## Given data
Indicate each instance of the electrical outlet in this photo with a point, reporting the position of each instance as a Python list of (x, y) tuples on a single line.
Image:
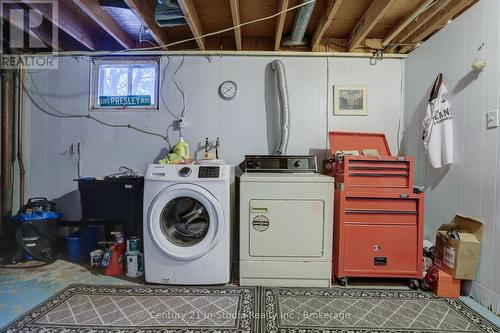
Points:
[(182, 122), (492, 119), (179, 123)]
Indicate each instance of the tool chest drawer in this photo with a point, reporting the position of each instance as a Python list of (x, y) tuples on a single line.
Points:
[(389, 174), (381, 248), (381, 210)]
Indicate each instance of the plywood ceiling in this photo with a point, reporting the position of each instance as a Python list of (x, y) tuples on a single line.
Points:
[(335, 25)]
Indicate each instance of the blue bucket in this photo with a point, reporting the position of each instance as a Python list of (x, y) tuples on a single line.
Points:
[(74, 243)]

## Task description
With the pictures removed, please retype each record exactly.

## Exercise response
Indicate each instance of the electrical outlet in this photo with a point, reporting the position of each instance as a Python list of (x, y) tuples on a single line.
Image:
Points:
[(182, 122), (492, 119), (179, 123)]
Indicate each instance of the tool chest drawer in this photo with a point, reporting the position of each instance as a Python list of (x, y) tuples on a single line.
Points:
[(389, 174), (381, 248), (381, 210)]
Indicate each instance of the plywood ceiling in this photo with a point, reporting the position of each instance as a Python list of (x, y) tuples on a single line.
Points:
[(335, 25)]
Indicate each instance of the blue bucket in this photo with a point, reporting the position of each instance as a Python list of (x, y) tuples on a single line.
Points:
[(74, 243)]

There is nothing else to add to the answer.